▶ **Problem statement**
Start at the top line and retype the data exactly through to the end.

◆ ◆ ◆

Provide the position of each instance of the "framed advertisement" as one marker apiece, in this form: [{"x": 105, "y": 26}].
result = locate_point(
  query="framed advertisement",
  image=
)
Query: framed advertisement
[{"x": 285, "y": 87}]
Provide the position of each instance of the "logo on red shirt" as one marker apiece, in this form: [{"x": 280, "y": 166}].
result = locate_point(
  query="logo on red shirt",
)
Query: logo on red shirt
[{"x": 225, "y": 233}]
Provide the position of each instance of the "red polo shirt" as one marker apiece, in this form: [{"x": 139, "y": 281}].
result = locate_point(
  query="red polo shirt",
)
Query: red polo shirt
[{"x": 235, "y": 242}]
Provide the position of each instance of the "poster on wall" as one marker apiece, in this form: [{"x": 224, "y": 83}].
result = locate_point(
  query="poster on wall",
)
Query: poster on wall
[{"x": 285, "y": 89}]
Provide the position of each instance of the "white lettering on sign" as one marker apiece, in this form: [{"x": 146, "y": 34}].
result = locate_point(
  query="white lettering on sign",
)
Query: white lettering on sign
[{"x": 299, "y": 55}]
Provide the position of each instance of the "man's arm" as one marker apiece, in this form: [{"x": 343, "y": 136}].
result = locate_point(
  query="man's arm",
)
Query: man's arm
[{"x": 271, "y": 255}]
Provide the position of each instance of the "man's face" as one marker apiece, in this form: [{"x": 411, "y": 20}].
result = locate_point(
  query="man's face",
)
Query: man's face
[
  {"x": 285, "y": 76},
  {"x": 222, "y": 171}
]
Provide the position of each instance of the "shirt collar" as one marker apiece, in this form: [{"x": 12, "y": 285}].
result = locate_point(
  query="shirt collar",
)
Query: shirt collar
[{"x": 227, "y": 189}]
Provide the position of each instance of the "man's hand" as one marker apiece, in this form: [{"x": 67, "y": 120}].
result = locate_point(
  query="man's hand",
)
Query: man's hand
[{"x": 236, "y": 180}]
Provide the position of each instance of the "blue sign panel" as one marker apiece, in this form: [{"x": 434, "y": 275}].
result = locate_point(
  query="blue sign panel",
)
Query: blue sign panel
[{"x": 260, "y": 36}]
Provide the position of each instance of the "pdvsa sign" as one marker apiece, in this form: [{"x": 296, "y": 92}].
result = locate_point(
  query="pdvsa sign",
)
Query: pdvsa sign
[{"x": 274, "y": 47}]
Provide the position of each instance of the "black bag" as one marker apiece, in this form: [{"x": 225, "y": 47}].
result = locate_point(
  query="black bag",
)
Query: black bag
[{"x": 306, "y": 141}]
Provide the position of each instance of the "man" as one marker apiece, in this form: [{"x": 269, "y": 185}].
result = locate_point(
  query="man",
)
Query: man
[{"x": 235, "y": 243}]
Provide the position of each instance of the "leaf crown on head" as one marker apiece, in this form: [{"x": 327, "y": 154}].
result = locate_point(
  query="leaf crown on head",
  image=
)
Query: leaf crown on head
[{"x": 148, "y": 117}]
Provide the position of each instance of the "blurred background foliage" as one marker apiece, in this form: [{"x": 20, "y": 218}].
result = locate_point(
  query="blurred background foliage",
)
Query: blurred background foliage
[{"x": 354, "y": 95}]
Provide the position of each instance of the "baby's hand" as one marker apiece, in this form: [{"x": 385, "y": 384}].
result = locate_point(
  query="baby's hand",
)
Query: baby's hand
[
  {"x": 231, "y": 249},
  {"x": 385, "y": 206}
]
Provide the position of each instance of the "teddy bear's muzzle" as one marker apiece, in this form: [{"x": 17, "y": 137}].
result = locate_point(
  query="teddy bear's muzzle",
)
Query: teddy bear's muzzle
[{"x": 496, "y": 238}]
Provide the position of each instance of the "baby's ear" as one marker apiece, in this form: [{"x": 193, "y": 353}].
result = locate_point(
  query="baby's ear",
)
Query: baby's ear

◆ ◆ ◆

▶ **Result for this task**
Provide the position of each instance of the "framed advertisement" as one marker apiece, in this form: [{"x": 105, "y": 26}].
result = locate_point(
  query="framed advertisement",
  image=
)
Query: framed advertisement
[{"x": 285, "y": 87}]
Provide the position of each instance of the "logo on red shirt" as one marker apiece, in this form: [{"x": 280, "y": 166}].
result = locate_point(
  query="logo on red shirt",
)
Query: logo on red shirt
[{"x": 225, "y": 233}]
Provide the position of each instance of the "red polo shirt" as one marker apiece, in this form: [{"x": 139, "y": 281}].
result = locate_point(
  query="red polo shirt",
)
Query: red polo shirt
[{"x": 235, "y": 242}]
Provide the position of each instance of the "poster on wall" as one marker apiece, in this form: [{"x": 224, "y": 83}].
result = locate_point(
  query="poster on wall",
)
Query: poster on wall
[{"x": 285, "y": 89}]
Provide the position of each instance of the "white lettering on sign" as one marker apiece, in this form: [{"x": 146, "y": 34}].
result = locate_point(
  query="white lettering on sign",
)
Query: white lettering on sign
[{"x": 299, "y": 55}]
Provide the position of each instance of the "man's arm" as one marker apiece, in this form: [{"x": 343, "y": 136}].
result = locate_point(
  query="man's arm",
)
Query: man's arm
[{"x": 271, "y": 255}]
Provide the position of each instance of the "man's face" as one marker apiece, in this form: [{"x": 411, "y": 20}].
result = locate_point(
  query="man's face",
)
Query: man's face
[
  {"x": 285, "y": 76},
  {"x": 222, "y": 171}
]
Provide the position of each instance of the "shirt collar" as one marker apiece, in this form: [{"x": 12, "y": 285}].
result = locate_point(
  query="shirt collar",
)
Query: shirt collar
[{"x": 227, "y": 189}]
Provide the position of each instance of the "man's hand" as one marker apiece, in this form: [{"x": 67, "y": 120}].
result = locate_point(
  query="man's hand",
)
Query: man's hand
[{"x": 236, "y": 180}]
Provide the position of each instance of the "blue sign panel" as one marker apiece, in this form: [{"x": 434, "y": 275}].
result = locate_point(
  query="blue sign panel",
)
Query: blue sign panel
[{"x": 260, "y": 36}]
Provide the position of each instance of the "pdvsa sign" as one marker apiece, in this form: [{"x": 296, "y": 92}].
result = locate_point(
  query="pdvsa sign",
)
Query: pdvsa sign
[{"x": 274, "y": 47}]
Provide the position of each instance of the "black bag" as one marker apiece, in this form: [{"x": 225, "y": 47}].
result = locate_point(
  query="black bag",
)
Query: black bag
[{"x": 306, "y": 141}]
Provide the position of each instance of the "man" as one marker apiece, in this form: [{"x": 269, "y": 185}].
result = locate_point(
  query="man",
)
Query: man
[{"x": 235, "y": 243}]
Provide the position of each instance of the "leaf crown on head" as one marker apiece, in this form: [{"x": 327, "y": 154}].
result = locate_point(
  query="leaf crown on head",
  image=
)
Query: leaf crown on head
[{"x": 148, "y": 117}]
Provide the position of each instance of the "blurred background foliage" as one marker apiece, in this form: [{"x": 20, "y": 218}].
result = locate_point(
  query="blurred background foliage",
)
Query: blurred background foliage
[{"x": 354, "y": 95}]
Provide the position of each instance of the "baby's hand" as one marker apiece, in this form: [{"x": 385, "y": 384}].
result = locate_point(
  query="baby's hand",
)
Query: baby's hand
[
  {"x": 231, "y": 249},
  {"x": 385, "y": 206}
]
Provide the position of each instance of the "teddy bear's muzzle" as one marker apiece, in this form: [{"x": 17, "y": 137}].
result = locate_point(
  query="teddy bear's muzzle",
)
Query: teddy bear's muzzle
[{"x": 496, "y": 238}]
Provide the position of each instance of the "baby's ear" as one marker apiece, in this form: [{"x": 193, "y": 353}].
result = locate_point(
  query="baby's ear",
)
Query: baby's ear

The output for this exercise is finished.